§ **WHAT TO WORK ON**
Turn the items below into a numbered list with no blank lines, one entry per line and every item included. Leave the pictures out of your answer.
## Begin SOURCE RECORDS
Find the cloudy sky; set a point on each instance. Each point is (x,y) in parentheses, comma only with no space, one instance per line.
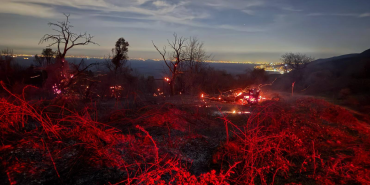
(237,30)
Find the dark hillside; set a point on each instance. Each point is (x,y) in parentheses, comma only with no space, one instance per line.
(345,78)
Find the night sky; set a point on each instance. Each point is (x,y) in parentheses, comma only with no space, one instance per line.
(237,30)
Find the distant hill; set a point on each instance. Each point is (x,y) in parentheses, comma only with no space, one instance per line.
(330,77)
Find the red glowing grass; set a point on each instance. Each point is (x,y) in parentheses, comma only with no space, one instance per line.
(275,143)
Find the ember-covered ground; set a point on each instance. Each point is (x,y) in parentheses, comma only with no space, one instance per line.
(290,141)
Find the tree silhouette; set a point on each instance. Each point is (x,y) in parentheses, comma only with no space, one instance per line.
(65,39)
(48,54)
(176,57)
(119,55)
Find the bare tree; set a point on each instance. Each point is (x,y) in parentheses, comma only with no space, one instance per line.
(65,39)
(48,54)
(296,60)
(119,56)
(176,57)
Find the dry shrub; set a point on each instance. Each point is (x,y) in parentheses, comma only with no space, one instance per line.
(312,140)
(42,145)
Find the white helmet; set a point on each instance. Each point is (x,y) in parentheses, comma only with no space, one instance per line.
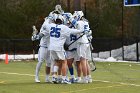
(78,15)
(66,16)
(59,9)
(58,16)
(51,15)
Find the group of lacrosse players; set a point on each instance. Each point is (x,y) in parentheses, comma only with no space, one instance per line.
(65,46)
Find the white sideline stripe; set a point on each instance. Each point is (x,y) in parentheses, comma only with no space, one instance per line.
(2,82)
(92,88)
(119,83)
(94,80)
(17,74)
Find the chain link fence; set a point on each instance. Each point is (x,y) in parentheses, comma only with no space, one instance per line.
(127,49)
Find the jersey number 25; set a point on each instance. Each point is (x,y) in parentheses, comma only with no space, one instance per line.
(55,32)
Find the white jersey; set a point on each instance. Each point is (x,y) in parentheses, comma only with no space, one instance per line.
## End SOURCE RECORDS
§ **EXERCISE SOLUTION**
1. Find the cloudy sky; set a point on each instance. Each point is (x,y) in parentheses, comma only with no space, one instance per line.
2. (237,30)
3. Find the dark hillside; set a point on each instance. Each point is (x,y) in parentheses, comma only with no space, one instance per line.
4. (345,78)
5. Find the night sky; set a point on each instance. Each point is (x,y) in parentheses, comma only with no space, one instance per line.
6. (237,30)
7. Find the distant hill; set a point on each instance. Each point is (x,y) in parentheses, comma only with no space, one instance per line.
8. (330,77)
9. Find the red glowing grass; set a point on each instance. Each point is (x,y) in parentheses, comma only with no space, one instance per line.
10. (275,143)
11. Find the ember-covered ground; set a point on each instance. Each point is (x,y) in parentheses, comma only with no space, one instance per line.
12. (290,141)
13. Find the tree silhouette; set a point on each instance. Each point is (x,y) in parentheses, comma only with no space, one instance per line.
14. (65,39)
15. (48,54)
16. (176,57)
17. (119,55)
18. Find the bare tree; set a point on each instance. Each point is (x,y) in parentheses, comma only with no space, one instance per line.
19. (65,39)
20. (48,54)
21. (296,60)
22. (119,56)
23. (176,57)
24. Find the dry shrub; set a point on each instance. Each point is (x,y) in parentheses, comma only with no space, one instance per line.
25. (312,140)
26. (42,145)
27. Find the white helmet; set a point on each instance. Each point is (x,y) in parentheses, comma only with no space, one instance per line.
28. (78,15)
29. (66,16)
30. (59,9)
31. (58,16)
32. (51,15)
33. Find the group of lacrosse players; set a point on each instance. Each point is (x,y) in parentheses, comma only with no space, one instance per line.
34. (65,46)
35. Find the white sideline stripe; set a point on each instance. Each point is (x,y) in parentheses, comma only with no space, one instance per line.
36. (2,82)
37. (92,88)
38. (119,83)
39. (94,80)
40. (17,74)
41. Find the chain link fence; set a point on each instance. Each point is (x,y) in parentheses, comma only with no space, one instance per line.
42. (127,49)
43. Find the jersey number 25; set a point on each instance. Each point is (x,y) in parentheses, comma only with no space, one instance per line.
44. (55,32)
45. Find the white jersey; set a point on each instance. Each point is (x,y) in parentheses, comma only with no space, one instance per line.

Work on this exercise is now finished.